- [REQUEST A] Transfer every line of the entries below, everything from the line containing "the green hillside" down to the line containing "of the hilltop", with both of those lines included and nothing else, adding -121 to each coordinate value.

- [TEXT TO READ]
He wanted to play collegiate soccer, then continue to professional soccer.

He was injured in a game during his junior year at Valley, eliminating his hope of earning a scholarship to play in Division I, the highest collegiate level of athletics. He went to Drexel University in Philadelphia to play soccer without a scholarship.

During his freshman year, Cunningham lived in a dormitory with dozens of students in the ROTC. He was training for soccer three hours a day, and here were these guys, training just as hard to be military officers. Cunningham's lifelong soccer dream started sounding empty.

"These guys are so focused on making the world a better place, and I'm so focused on soccer," Cunningham recalled thinking. "There's got to be so much more in the world than being good at soccer."

So he joined the ROTC and followed their routine: waking up at 5 a.m. daily, taking ROTC classes on top of a regular class load, spending one weekend a month at Fort Dix in New Jersey.

At the same time, he kept hearing his sister, a year younger than he, talk of narrowing her college choices.

Sarah Cunningham, a track athlete, was deciding between two schools: Yale and West Point. She had a letter of guarantee from West Point as well as a nomination from Sen. Charles Grassley of Iowa. All her talk about West Point was getting under her brother's skin.

When he came home for Thanksgiving, he took his father aside.

- [REQUEST B] Retype word for word everything in the Cunningham passage above from "So he joined" down to "her college choices.".

- [RECORDS SHOWN]
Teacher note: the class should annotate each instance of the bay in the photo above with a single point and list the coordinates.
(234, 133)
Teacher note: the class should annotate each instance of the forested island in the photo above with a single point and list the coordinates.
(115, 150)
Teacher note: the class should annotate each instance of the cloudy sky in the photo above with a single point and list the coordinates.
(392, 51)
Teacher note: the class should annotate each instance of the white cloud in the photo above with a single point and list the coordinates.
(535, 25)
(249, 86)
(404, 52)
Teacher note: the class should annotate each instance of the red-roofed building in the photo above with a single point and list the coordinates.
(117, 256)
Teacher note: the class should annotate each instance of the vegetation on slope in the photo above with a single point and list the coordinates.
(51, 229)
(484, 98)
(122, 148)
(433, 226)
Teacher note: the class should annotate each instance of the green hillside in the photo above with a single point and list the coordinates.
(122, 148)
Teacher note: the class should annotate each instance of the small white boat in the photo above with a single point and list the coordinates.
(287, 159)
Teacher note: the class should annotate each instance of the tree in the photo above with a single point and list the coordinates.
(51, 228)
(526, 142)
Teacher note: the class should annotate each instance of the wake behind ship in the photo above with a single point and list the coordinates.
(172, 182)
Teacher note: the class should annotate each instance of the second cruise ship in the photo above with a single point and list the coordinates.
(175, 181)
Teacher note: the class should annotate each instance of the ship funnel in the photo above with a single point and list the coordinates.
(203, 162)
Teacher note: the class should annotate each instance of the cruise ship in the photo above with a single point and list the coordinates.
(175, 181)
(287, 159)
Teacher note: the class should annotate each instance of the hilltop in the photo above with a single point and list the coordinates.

...

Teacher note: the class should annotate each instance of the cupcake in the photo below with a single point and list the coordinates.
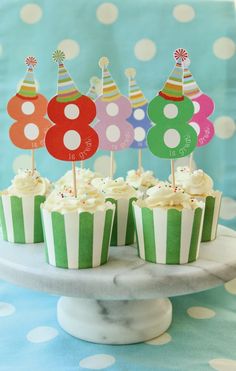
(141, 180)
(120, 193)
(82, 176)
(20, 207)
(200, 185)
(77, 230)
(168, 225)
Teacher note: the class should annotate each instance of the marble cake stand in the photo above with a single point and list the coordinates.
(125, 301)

---

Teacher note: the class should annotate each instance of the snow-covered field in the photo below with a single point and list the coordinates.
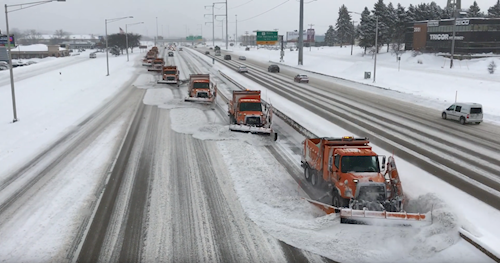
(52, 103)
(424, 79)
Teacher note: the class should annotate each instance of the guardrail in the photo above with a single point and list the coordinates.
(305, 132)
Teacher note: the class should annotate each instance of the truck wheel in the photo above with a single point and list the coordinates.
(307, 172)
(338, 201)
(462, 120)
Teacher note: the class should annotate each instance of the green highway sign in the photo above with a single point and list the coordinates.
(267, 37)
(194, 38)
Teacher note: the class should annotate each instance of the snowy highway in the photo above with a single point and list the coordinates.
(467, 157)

- [EXERCISE RESPONSE A]
Teacher note: the class should annotate each instance of the green hillside in the photo above with a single point and list the coordinates.
(1, 27)
Teacher note: the class should annotate each instance of the small white boat in the photo above with a single point and list the coordinates.
(166, 38)
Teacher note: the class should annotate each instance of the tree in the photo above with a single point and list the coordinates.
(-70, 107)
(405, 21)
Teacher note: the class should annotate each instance of the wake behind ship in the photo above with a single point and list the coordinates.
(51, 61)
Teacher note: the class should annotate each instance of the second cruise ship in the photo above with a single point and list the coordinates.
(54, 60)
Teacher note: the class should annotate each instance of the ship funnel in the photo above with a single point and list the coordinates.
(82, 41)
Teacher note: the class should annotate each instance of the cruise ship in the photo above with a single point and list the coordinates.
(54, 60)
(166, 38)
Teacher note: the class should annotate each instance of the hilltop in the photo above with a single point and list the coordinates.

- [EXERCISE RESPONSE B]
So he joined the ROTC and followed their routine: waking up at 5 a.m. daily, taking ROTC classes on top of a regular class load, spending one weekend a month at Fort Dix in New Jersey.

At the same time, he kept hearing his sister, a year younger than he, talk of narrowing her college choices.